# [DOEL OPDRACHT]
Geef ongewijzigd het stuk van de lijst terug dat opent met de regel met "query (the noun phrase to segment): **reflected" en sluit met de regel met "POLYGON ((182 22, 182", beide regels meegerekend. Laat de afbeeldingen daarbij weg.
⟨
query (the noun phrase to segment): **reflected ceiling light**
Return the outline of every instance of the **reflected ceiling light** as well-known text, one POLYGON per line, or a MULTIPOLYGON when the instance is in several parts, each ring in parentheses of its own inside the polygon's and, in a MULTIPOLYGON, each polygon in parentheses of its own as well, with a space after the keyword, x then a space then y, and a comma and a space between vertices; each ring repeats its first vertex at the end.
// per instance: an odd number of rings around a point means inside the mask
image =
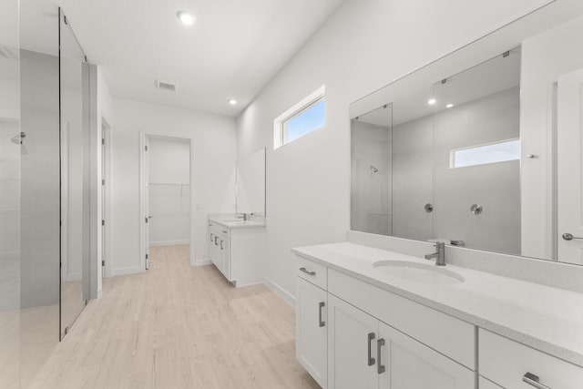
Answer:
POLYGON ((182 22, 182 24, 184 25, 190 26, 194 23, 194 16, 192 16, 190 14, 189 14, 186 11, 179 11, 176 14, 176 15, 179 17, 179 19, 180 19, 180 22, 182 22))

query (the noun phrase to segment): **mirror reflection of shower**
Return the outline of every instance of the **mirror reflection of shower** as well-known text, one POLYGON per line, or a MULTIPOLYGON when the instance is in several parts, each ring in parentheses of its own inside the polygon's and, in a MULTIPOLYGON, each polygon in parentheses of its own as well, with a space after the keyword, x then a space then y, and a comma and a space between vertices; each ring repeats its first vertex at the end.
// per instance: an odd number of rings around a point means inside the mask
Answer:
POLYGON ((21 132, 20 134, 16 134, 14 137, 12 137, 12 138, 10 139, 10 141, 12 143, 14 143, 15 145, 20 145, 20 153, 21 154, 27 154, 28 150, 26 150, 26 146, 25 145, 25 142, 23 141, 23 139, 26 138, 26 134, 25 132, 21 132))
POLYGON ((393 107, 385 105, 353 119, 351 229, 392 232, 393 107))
⟩
⟨
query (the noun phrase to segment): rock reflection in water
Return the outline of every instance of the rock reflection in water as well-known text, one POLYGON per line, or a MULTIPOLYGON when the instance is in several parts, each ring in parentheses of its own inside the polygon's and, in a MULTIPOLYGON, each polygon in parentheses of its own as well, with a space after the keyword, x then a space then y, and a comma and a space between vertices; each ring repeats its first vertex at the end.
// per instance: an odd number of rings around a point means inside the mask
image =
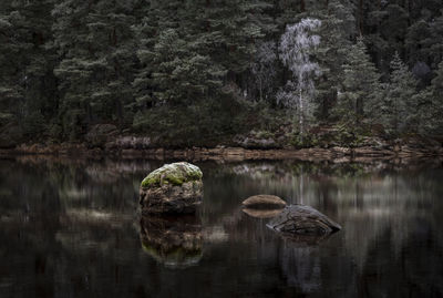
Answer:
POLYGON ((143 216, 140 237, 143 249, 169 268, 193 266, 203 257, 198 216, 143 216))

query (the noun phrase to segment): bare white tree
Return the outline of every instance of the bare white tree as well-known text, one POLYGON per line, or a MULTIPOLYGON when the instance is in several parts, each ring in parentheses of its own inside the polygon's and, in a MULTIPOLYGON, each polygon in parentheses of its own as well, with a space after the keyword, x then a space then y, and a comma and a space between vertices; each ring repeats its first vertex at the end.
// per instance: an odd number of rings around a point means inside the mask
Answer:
⟩
# [UITVOER OPDRACHT]
query (the noun phrase to segment): **reflected ceiling light**
Return the outline of every instance of the **reflected ceiling light** as well-known text, one POLYGON per line, or a MULTIPOLYGON when the instance is in several parts, each ring in parentheses of its own inside the polygon's and, in a MULTIPOLYGON, each polygon in parentheses of its own as well, with a space after the keyword, x then a space then y, and a comma and a space between vertices; each ring repeats its first vertex at the end.
// per instance: an odd number of rings around a point means inside the mask
image =
Answer:
POLYGON ((182 22, 182 24, 184 25, 190 26, 194 23, 194 16, 192 16, 190 14, 189 14, 186 11, 179 11, 176 14, 176 15, 179 17, 179 19, 180 19, 180 22, 182 22))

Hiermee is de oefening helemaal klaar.